■ **Reading passage**:
* START *

Differences between American & British English

McNight   Thursday, June 05, 2003, 00:39 GMT
I made some errors above, but that's not because I speak English English, it's just that I've just had too much to drink. ;)
Clark   Thursday, June 05, 2003, 05:53 GMT
I refer to British English as the standard accent one hears in the movies, tele, etc.
Simon   Thursday, June 05, 2003, 06:43 GMT
With London's East End being renamed by tourism marketing execs "Eastside", and British people now using the word Movie instead of Film, I wonder if British English is not dying out.
McNight   Thursday, June 05, 2003, 14:59 GMT
Simon you haven't got a clue have you.
Tremmert   Thursday, June 05, 2003, 18:24 GMT
Isn't 'tele' a British English word?
hp20   Thursday, June 05, 2003, 19:42 GMT
well, americans are starting to use "shag" instead of "screw," if it's any comfort to you.
Clark   Thursday, June 05, 2003, 19:56 GMT
Yeah; when I wrote that I was pressed for time.
David Bosch   Friday, June 06, 2003, 01:58 GMT
It's like the Australian English situation: it's English is suffering a slight transformation into American, it is probably (I think) because of the effect and ammount of American films across the Globe, and the 'model' that the US proyects to mobs, of a modern, technologic and sophisticated country as an 'example to follow.'
I read that on an article about Australian English.

* END *

■ **Data shown**:
* START *

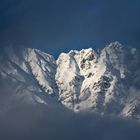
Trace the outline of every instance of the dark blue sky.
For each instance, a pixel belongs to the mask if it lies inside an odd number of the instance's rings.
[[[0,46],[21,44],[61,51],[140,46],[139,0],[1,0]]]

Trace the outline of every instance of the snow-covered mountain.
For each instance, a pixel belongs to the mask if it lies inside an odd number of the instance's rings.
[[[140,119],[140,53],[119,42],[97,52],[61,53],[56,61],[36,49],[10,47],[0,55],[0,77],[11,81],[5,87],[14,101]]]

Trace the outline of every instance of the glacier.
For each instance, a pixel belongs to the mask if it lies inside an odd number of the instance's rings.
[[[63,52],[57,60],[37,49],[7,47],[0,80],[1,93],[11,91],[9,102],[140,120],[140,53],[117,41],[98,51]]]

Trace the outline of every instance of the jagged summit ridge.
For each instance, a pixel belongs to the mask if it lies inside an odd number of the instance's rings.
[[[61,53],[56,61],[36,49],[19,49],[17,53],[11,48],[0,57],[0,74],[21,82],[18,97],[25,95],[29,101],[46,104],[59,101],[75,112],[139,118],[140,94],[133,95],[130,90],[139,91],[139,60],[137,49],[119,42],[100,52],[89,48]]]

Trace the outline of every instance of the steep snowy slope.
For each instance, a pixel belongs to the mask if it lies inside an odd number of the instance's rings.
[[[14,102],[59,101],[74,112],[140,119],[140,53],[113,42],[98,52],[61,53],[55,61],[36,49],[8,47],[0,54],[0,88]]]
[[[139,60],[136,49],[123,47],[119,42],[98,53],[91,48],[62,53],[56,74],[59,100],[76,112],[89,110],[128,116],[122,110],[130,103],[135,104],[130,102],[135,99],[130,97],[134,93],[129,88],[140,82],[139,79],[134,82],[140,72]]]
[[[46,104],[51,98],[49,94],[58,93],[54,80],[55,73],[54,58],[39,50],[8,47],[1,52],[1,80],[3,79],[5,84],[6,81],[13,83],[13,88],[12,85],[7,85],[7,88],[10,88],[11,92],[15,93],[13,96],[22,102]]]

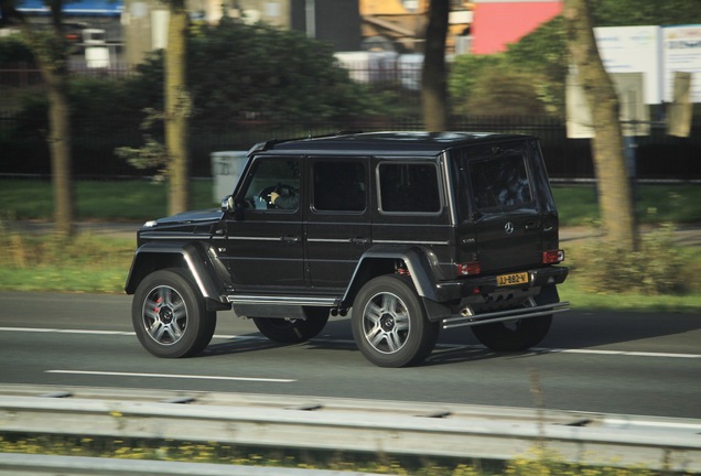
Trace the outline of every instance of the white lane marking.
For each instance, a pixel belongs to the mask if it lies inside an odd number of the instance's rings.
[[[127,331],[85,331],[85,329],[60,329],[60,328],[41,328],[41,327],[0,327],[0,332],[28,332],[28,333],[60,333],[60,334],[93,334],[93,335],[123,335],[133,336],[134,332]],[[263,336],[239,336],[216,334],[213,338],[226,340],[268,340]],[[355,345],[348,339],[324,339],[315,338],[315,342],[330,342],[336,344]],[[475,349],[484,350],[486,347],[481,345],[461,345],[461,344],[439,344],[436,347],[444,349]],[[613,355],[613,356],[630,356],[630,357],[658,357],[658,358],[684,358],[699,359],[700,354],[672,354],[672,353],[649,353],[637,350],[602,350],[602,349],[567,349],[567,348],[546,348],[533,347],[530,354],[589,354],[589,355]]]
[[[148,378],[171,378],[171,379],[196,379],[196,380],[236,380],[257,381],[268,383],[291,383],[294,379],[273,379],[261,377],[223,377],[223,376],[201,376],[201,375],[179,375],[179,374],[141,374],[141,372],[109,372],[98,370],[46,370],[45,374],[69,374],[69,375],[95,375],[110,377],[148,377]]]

* END *
* START *

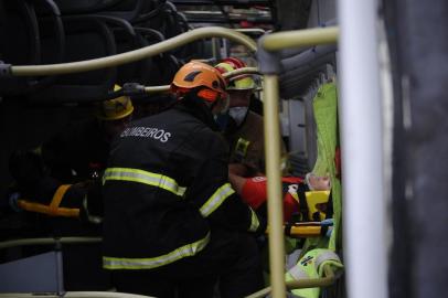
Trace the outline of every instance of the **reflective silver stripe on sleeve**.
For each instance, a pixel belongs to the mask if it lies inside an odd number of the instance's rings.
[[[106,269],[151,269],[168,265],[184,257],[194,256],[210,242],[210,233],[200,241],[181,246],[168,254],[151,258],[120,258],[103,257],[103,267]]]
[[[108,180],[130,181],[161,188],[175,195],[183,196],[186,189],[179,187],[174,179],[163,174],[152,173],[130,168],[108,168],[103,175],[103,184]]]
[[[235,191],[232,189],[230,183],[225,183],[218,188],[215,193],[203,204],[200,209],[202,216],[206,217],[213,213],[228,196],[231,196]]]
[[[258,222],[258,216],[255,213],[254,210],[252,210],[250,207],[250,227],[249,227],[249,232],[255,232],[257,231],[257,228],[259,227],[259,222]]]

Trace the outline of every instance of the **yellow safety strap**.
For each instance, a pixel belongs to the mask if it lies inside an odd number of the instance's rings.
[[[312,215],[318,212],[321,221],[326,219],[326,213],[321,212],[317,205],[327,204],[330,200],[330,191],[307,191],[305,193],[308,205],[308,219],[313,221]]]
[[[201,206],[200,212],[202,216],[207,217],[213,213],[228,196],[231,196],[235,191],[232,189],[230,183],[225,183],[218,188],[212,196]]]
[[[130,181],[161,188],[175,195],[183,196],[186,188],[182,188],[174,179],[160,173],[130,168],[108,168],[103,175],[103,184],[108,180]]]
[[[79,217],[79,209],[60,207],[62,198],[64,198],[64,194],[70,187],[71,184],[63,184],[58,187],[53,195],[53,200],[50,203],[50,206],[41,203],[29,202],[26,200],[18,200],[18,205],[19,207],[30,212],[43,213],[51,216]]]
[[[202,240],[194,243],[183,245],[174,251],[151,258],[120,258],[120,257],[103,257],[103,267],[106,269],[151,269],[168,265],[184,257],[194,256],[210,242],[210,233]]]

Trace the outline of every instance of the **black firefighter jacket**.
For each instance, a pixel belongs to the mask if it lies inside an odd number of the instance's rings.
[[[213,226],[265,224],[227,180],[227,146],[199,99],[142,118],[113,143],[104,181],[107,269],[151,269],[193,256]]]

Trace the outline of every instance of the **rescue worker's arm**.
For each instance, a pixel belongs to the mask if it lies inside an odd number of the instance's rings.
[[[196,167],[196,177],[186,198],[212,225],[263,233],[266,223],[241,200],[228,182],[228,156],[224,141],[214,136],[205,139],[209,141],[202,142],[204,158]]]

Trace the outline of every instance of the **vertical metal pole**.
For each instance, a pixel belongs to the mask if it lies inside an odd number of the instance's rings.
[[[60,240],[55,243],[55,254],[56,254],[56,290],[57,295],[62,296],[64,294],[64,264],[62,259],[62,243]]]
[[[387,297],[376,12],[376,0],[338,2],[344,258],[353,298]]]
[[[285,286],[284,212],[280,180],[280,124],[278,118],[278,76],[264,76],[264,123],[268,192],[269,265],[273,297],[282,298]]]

* END *
* START *

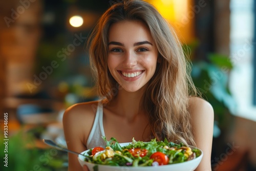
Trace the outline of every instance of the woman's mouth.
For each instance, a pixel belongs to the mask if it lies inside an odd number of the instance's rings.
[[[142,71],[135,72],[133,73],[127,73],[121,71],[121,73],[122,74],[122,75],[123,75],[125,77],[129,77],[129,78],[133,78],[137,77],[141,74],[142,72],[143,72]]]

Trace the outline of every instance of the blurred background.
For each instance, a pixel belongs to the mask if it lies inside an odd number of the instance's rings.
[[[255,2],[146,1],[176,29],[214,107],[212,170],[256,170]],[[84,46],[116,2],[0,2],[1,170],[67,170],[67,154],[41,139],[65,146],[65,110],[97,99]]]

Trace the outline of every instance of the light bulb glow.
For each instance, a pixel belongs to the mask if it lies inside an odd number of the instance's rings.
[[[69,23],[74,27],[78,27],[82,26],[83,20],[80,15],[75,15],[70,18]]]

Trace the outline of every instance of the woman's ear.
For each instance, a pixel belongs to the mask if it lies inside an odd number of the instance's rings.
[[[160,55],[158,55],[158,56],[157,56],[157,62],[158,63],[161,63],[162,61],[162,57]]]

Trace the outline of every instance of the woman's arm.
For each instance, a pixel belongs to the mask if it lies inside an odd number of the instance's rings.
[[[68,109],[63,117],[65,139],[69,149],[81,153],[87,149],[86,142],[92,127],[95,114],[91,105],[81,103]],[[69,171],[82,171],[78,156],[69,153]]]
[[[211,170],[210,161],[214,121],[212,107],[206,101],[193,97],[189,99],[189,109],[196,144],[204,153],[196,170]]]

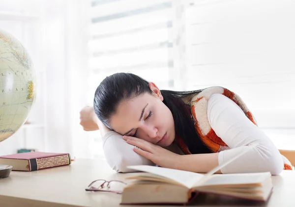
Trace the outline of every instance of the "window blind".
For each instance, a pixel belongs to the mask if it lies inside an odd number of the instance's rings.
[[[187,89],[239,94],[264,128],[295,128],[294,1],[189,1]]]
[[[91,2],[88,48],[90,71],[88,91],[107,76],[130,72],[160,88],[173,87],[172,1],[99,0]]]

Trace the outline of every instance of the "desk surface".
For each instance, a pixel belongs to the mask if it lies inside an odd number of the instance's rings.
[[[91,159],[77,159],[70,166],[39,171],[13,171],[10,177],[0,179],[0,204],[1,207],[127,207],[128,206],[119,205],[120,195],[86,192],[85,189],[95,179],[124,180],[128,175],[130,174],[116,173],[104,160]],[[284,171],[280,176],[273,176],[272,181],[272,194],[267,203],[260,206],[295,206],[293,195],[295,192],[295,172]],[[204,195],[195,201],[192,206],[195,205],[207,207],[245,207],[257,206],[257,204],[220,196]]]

* END *

■ **Problem set**:
**1.** Retype the forum discussion word for word, beginning at the words "McNight   Thursday, June 05, 2003, 00:39" and stopping after the words "British English word?".
**2.** In the forum discussion, what name did tourism marketing executives give to London's East End?
The data is not needed for what follows.

■ **Task-by-task outputs**:
**1.**
McNight   Thursday, June 05, 2003, 00:39 GMT
I made some errors above, but that's not because I speak English English, it's just that I've just had too much to drink. ;)
Clark   Thursday, June 05, 2003, 05:53 GMT
I refer to British English as the standard accent one hears in the movies, tele, etc.
Simon   Thursday, June 05, 2003, 06:43 GMT
With London's East End being renamed by tourism marketing execs "Eastside", and British people now using the word Movie instead of Film, I wonder if British English is not dying out.
McNight   Thursday, June 05, 2003, 14:59 GMT
Simon you haven't got a clue have you.
Tremmert   Thursday, June 05, 2003, 18:24 GMT
Isn't 'tele' a British English word?

**2.** "Eastside"